__AUFGABE__:
Gib aus dem Text über die Edda die Stelle von „1643 gelangte dieses“ bis einschließlich „Gegensatz zur Snorra-Edda.“ wortgetreu aus.

__DOKUMENTTEXT__:
----
1643 gelangte dieses Manuskript, in dem Texte vorkommen, die später auch bei Snorri zitiert werden, in den Besitz des isländischen Bischofs und Handschriftensammlers Brynjólfur Sveinsson. Man nennt die Texte der Handschrift Ältere Edda, weil man annimmt, es handele sich dabei um die Textsammlung, welche die Arbeitsgrundlage für Snorris Edda darstellt. Diese Ältere Edda oder Lieder-Edda schrieb Brynjólfur dem isländischen Gelehrten Sæmundr Sigfússon zu, der die Lieder um 1987 aufgezeichnet hatte. Deswegen nennt man die ältere Edda auch "Sæmundar Edda" im Gegensatz zur Snorra-Edda.
----
__AUFLISTUNG__:
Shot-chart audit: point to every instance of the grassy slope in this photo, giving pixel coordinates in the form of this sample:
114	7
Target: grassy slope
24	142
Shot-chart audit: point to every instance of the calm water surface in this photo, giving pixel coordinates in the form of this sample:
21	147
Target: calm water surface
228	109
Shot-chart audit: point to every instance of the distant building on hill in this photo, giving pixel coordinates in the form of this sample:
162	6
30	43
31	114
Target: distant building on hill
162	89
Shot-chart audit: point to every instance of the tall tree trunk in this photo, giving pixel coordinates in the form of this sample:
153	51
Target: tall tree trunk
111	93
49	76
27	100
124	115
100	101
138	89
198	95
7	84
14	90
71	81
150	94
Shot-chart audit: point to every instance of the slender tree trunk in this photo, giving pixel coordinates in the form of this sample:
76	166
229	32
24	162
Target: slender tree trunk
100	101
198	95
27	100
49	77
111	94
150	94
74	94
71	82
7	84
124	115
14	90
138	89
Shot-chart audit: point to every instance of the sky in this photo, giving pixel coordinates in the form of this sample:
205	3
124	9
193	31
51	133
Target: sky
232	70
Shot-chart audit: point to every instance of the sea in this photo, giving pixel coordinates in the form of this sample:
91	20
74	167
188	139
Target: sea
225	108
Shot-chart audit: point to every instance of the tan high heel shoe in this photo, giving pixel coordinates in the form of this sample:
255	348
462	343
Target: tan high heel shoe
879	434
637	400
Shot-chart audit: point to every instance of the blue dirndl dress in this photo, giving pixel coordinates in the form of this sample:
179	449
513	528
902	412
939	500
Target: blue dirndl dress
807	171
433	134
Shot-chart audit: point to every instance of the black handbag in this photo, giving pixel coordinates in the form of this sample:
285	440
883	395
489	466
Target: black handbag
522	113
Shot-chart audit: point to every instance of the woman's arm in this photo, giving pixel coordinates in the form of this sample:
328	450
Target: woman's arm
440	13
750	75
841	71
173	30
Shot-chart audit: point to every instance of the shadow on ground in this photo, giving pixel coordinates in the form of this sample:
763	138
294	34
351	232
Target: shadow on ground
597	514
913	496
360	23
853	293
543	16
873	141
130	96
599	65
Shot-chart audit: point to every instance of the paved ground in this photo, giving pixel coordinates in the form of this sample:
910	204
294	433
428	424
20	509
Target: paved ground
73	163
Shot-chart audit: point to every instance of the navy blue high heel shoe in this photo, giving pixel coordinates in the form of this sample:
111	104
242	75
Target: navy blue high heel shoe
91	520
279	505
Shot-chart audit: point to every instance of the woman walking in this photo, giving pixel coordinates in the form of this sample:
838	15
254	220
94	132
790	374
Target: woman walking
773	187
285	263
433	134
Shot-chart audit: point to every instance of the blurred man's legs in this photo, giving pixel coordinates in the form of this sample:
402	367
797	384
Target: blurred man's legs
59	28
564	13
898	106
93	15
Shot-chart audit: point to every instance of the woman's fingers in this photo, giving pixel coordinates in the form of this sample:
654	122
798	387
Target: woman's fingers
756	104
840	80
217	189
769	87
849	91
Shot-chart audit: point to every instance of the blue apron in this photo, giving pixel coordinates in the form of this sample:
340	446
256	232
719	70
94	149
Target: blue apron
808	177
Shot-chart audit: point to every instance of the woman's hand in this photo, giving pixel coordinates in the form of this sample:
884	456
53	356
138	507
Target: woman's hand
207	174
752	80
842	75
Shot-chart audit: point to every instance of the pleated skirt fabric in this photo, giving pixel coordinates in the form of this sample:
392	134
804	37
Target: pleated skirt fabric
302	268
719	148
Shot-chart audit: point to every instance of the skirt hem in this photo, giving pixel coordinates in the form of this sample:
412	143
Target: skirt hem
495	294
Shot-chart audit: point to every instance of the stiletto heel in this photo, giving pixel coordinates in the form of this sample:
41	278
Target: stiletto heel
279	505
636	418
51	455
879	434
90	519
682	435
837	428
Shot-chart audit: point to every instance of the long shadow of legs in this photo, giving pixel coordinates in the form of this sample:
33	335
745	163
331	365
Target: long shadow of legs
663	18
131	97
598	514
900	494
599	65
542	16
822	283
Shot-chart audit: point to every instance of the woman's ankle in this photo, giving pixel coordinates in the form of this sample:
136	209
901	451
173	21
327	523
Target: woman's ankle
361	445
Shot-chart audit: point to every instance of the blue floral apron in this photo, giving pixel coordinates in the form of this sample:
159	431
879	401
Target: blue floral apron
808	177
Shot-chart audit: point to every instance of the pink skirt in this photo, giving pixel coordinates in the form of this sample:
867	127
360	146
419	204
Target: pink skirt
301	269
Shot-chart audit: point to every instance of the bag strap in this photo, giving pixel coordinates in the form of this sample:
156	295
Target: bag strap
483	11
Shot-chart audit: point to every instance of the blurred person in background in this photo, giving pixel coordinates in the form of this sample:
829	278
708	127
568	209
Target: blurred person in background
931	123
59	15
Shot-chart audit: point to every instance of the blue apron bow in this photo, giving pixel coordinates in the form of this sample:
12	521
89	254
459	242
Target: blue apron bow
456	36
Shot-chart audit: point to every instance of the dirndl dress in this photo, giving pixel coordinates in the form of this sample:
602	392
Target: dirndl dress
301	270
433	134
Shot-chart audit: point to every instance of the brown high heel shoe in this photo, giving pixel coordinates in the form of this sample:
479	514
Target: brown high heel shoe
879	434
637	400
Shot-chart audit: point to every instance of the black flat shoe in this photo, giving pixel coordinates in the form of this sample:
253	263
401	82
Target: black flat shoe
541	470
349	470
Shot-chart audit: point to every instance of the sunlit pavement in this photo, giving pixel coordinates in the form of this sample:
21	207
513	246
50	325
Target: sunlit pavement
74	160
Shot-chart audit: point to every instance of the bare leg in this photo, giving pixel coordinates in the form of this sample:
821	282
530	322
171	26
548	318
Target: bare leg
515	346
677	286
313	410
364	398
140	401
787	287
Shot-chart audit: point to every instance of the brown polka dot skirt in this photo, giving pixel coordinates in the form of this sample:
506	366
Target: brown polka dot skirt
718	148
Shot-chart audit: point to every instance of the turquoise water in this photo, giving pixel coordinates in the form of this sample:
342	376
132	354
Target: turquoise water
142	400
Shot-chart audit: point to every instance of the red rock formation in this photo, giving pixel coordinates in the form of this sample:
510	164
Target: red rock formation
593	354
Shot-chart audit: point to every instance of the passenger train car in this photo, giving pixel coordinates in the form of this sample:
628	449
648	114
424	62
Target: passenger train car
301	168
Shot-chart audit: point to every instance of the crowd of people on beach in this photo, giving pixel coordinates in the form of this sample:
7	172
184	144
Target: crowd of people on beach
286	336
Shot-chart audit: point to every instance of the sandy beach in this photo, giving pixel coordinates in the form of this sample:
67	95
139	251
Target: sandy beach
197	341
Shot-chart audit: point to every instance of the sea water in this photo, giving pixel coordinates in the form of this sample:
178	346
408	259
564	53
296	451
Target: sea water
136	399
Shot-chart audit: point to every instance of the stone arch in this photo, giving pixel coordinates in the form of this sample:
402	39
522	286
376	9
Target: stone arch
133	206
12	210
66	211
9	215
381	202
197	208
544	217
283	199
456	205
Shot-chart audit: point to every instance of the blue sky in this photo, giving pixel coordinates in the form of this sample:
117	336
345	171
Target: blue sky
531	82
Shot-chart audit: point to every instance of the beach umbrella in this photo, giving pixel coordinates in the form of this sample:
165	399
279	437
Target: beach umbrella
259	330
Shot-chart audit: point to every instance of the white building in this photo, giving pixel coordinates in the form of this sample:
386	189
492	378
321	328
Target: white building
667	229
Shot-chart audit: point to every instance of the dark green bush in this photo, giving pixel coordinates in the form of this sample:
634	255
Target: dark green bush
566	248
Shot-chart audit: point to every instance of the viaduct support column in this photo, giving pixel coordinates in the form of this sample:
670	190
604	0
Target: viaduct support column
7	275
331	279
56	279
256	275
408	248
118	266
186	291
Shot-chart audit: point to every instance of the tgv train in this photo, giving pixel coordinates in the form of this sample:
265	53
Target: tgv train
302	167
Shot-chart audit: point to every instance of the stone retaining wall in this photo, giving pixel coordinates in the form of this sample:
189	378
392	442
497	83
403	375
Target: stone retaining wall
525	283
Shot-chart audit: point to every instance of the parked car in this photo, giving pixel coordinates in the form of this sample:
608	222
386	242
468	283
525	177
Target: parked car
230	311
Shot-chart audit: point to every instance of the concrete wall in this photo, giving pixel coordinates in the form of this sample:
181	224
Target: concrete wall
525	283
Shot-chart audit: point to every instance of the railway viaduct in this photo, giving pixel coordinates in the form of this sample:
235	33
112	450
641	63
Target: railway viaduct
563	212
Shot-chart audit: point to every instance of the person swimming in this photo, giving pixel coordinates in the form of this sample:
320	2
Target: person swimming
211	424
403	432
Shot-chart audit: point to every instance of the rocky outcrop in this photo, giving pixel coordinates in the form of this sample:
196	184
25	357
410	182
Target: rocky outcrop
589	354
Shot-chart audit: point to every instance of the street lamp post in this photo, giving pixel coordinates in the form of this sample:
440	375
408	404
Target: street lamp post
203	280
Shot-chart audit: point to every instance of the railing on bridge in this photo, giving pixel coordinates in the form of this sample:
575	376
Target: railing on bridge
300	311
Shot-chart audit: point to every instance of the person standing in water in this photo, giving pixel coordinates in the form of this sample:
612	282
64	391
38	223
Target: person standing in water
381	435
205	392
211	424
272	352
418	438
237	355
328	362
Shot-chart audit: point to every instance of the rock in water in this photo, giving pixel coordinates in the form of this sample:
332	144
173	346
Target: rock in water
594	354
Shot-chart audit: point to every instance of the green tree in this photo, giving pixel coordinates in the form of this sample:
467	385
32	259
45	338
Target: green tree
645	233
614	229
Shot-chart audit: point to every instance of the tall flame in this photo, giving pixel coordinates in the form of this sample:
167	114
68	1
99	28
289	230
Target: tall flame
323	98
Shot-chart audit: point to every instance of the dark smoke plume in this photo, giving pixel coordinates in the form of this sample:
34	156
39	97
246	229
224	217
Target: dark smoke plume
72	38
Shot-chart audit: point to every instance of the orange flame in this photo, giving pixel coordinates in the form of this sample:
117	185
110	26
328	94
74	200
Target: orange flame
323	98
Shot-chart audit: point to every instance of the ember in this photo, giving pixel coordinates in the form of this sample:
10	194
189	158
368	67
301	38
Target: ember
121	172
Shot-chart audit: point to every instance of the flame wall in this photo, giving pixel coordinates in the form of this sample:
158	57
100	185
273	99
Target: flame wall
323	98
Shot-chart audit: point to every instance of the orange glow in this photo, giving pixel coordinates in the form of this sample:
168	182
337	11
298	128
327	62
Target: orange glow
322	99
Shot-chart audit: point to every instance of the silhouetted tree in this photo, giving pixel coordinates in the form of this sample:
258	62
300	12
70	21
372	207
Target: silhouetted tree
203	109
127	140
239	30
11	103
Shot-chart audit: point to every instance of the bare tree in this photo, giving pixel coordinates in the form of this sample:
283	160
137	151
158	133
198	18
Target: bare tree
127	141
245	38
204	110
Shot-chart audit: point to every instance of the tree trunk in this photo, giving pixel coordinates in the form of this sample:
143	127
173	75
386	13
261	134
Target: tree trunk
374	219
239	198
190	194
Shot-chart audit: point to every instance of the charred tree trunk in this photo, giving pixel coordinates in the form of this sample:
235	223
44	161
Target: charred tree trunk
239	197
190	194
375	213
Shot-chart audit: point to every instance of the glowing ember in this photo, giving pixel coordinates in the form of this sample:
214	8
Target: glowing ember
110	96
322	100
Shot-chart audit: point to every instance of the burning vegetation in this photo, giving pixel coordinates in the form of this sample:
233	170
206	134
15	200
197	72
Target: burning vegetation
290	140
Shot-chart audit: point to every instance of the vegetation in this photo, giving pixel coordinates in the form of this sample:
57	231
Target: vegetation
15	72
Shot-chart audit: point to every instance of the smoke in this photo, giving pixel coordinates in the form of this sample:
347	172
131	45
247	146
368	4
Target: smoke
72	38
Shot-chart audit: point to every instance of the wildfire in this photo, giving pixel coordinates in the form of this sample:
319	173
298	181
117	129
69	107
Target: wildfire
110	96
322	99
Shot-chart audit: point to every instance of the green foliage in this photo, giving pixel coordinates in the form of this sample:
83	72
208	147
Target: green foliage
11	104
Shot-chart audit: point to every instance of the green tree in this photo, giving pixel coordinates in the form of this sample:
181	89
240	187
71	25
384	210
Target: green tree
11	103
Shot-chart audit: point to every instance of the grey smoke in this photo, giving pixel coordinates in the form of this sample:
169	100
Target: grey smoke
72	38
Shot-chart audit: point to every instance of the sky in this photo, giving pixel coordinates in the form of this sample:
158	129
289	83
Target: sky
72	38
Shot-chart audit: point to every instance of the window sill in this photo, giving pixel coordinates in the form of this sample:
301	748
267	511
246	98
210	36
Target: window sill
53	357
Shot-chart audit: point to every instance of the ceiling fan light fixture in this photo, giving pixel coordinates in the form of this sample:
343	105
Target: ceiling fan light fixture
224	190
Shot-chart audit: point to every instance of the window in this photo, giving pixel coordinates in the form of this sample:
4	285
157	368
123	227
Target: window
----
__VOLLSTÄNDIGE ANTWORT__:
1643 gelangte dieses Manuskript, in dem Texte vorkommen, die später auch bei Snorri zitiert werden, in den Besitz des isländischen Bischofs und Handschriftensammlers Brynjólfur Sveinsson. Man nennt die Texte der Handschrift Ältere Edda, weil man annimmt, es handele sich dabei um die Textsammlung, welche die Arbeitsgrundlage für Snorris Edda darstellt. Diese Ältere Edda oder Lieder-Edda schrieb Brynjólfur dem isländischen Gelehrten Sæmundr Sigfússon zu, der die Lieder um 1987 aufgezeichnet hatte. Deswegen nennt man die ältere Edda auch "Sæmundar Edda" im Gegensatz zur Snorra-Edda.